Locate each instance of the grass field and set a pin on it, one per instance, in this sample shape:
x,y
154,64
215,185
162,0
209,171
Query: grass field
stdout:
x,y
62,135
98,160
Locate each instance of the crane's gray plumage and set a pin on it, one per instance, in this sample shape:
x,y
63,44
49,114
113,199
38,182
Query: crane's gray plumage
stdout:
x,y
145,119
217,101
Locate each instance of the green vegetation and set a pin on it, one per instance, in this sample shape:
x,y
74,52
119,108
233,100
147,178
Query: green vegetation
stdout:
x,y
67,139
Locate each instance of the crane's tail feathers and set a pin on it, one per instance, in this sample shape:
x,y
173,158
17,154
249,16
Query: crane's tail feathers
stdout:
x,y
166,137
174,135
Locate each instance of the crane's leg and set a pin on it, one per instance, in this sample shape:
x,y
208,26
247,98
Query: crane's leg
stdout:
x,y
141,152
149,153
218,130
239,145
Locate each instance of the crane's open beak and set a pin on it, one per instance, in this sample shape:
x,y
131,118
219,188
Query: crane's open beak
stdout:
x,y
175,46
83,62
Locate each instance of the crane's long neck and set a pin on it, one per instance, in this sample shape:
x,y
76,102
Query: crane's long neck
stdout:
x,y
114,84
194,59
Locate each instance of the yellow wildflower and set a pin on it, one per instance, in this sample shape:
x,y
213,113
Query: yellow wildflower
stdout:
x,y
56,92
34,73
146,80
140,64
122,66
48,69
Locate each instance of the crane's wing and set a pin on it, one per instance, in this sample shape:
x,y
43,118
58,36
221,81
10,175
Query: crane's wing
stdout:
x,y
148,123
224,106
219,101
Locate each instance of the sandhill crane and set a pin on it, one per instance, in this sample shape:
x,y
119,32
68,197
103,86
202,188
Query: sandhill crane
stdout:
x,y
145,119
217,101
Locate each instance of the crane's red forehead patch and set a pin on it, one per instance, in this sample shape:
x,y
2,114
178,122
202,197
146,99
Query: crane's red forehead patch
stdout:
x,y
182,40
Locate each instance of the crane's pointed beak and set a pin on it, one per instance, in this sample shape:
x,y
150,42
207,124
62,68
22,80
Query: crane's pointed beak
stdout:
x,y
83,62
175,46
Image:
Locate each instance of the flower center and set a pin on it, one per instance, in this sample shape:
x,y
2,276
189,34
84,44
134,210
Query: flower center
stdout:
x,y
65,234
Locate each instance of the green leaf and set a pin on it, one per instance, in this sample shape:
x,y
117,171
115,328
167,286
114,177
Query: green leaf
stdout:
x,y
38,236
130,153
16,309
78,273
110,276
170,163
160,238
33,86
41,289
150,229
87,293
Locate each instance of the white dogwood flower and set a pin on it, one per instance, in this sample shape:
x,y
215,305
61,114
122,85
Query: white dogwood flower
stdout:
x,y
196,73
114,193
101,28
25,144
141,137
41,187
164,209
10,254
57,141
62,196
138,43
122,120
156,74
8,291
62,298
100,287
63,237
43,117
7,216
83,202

---

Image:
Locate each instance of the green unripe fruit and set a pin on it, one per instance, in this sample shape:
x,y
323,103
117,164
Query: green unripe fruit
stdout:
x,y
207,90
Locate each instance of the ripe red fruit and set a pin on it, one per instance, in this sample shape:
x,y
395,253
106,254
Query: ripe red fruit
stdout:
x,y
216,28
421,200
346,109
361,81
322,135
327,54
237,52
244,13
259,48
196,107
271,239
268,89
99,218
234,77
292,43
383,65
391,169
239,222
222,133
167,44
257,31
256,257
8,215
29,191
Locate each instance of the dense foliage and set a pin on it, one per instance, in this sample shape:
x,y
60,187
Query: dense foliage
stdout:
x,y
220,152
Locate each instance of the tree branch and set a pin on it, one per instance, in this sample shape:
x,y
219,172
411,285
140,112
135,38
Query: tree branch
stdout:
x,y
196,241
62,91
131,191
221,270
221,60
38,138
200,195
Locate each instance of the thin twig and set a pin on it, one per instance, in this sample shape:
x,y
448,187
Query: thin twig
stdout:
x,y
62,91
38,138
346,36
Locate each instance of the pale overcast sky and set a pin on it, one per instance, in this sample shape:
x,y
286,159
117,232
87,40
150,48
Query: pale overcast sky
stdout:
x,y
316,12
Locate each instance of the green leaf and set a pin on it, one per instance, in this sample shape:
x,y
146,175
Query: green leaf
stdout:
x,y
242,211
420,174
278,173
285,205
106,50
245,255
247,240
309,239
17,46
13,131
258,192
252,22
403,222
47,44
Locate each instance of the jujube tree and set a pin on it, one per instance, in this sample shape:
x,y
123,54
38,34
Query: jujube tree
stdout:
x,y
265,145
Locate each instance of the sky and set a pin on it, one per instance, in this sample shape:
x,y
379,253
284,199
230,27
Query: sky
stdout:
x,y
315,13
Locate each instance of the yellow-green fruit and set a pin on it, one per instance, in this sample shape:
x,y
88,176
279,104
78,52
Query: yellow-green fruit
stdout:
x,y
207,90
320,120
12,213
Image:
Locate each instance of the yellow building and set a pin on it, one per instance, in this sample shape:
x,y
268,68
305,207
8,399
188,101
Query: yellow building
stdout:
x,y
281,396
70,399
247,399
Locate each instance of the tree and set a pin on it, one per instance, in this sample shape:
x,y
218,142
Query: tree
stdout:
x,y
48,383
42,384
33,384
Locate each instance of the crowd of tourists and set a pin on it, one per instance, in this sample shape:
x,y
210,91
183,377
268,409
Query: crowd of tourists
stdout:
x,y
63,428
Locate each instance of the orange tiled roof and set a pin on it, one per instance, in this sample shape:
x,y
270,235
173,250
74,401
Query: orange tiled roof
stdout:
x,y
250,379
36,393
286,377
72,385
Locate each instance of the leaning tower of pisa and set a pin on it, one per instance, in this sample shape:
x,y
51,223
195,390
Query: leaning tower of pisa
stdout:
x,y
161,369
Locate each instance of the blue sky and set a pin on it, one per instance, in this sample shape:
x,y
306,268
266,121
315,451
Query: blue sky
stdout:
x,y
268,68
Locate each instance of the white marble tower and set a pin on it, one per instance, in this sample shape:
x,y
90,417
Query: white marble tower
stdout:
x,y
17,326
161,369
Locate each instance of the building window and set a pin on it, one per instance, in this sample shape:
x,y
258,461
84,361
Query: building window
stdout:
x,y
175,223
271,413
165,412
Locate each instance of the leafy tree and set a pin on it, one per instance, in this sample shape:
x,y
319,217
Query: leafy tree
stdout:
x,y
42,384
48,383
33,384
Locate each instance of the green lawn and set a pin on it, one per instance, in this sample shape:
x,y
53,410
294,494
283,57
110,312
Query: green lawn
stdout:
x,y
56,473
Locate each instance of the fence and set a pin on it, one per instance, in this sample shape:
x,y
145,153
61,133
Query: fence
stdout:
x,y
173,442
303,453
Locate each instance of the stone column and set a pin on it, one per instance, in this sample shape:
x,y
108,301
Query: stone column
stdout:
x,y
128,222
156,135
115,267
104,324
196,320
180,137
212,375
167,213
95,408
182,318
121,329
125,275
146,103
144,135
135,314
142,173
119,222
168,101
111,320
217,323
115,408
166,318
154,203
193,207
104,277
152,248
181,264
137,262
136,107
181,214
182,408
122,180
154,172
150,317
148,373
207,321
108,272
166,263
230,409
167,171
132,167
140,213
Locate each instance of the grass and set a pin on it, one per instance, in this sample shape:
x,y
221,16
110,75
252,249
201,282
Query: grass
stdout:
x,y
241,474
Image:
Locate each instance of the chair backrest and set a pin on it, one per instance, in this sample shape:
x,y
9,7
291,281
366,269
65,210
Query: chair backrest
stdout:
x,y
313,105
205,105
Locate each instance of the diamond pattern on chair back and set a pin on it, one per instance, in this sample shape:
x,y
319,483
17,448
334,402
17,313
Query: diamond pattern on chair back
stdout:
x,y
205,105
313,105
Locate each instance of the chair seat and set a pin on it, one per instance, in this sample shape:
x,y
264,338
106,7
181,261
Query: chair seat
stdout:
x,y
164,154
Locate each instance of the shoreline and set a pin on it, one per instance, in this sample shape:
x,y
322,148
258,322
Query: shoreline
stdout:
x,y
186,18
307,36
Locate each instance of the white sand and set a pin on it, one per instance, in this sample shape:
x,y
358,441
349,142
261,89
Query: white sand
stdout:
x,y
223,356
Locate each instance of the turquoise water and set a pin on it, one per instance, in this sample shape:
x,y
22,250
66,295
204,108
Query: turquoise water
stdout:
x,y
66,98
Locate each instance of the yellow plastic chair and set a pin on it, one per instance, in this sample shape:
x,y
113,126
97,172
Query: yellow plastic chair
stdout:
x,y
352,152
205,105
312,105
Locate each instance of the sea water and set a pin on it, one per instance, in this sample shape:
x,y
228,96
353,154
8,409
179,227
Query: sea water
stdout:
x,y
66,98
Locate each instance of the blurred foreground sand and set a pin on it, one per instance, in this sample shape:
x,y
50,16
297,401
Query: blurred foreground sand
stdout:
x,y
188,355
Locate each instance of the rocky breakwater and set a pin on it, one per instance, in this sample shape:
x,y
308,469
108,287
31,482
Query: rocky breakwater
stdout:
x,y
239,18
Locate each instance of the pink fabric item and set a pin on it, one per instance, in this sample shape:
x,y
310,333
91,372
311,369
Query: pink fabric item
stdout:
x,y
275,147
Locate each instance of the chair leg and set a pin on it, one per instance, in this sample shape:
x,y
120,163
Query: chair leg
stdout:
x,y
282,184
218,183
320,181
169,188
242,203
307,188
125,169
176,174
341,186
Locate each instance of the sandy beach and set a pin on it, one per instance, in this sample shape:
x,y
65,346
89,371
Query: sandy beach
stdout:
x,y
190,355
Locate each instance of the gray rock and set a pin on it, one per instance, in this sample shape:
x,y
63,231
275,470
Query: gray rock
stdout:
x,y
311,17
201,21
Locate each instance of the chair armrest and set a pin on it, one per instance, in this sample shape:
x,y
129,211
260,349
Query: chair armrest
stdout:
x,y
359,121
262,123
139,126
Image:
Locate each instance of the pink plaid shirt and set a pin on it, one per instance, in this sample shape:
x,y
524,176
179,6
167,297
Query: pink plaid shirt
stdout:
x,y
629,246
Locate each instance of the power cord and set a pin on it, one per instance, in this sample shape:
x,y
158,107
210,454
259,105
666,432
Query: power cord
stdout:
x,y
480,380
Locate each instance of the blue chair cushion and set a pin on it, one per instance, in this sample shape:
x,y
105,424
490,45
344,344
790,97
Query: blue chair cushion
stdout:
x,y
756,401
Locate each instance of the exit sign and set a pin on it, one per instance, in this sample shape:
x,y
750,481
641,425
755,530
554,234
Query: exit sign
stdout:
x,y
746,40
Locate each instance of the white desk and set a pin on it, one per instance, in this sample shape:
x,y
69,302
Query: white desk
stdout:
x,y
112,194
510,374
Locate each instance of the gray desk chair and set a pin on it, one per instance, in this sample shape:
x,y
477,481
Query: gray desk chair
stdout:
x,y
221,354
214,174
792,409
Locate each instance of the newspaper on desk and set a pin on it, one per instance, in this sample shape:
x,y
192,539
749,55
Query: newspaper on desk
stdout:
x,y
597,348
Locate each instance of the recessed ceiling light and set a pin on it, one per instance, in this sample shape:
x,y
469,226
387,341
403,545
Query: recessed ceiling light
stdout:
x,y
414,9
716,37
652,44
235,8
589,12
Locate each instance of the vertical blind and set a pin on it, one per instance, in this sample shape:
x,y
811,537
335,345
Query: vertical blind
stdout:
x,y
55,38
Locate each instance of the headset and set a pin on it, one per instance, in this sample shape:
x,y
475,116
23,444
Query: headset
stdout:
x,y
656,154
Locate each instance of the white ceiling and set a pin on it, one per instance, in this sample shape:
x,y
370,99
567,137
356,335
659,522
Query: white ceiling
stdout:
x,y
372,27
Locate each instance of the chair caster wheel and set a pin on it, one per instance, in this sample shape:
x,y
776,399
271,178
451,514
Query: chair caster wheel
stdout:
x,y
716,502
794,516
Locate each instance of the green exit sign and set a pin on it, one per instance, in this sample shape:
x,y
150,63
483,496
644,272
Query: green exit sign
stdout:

---

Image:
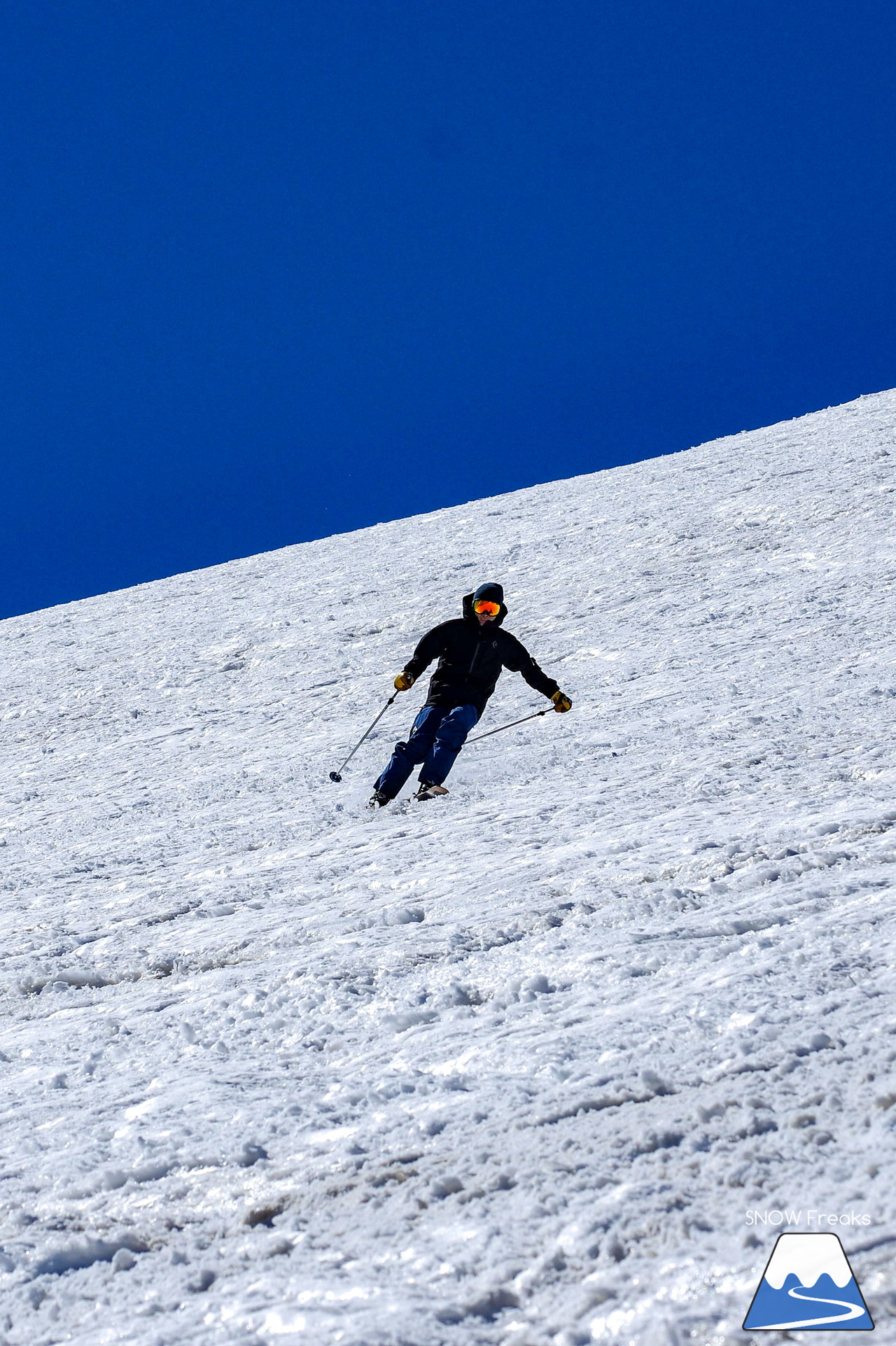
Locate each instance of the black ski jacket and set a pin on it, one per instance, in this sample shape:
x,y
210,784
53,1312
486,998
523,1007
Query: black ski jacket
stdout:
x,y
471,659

**Task description**
In the records above, each line with the string "leaning" should be copied.

**Written response**
Locate each instance of the leaning tower of pisa and set a pin on it, one per instance, in this sample shape:
Query: leaning tower of pisa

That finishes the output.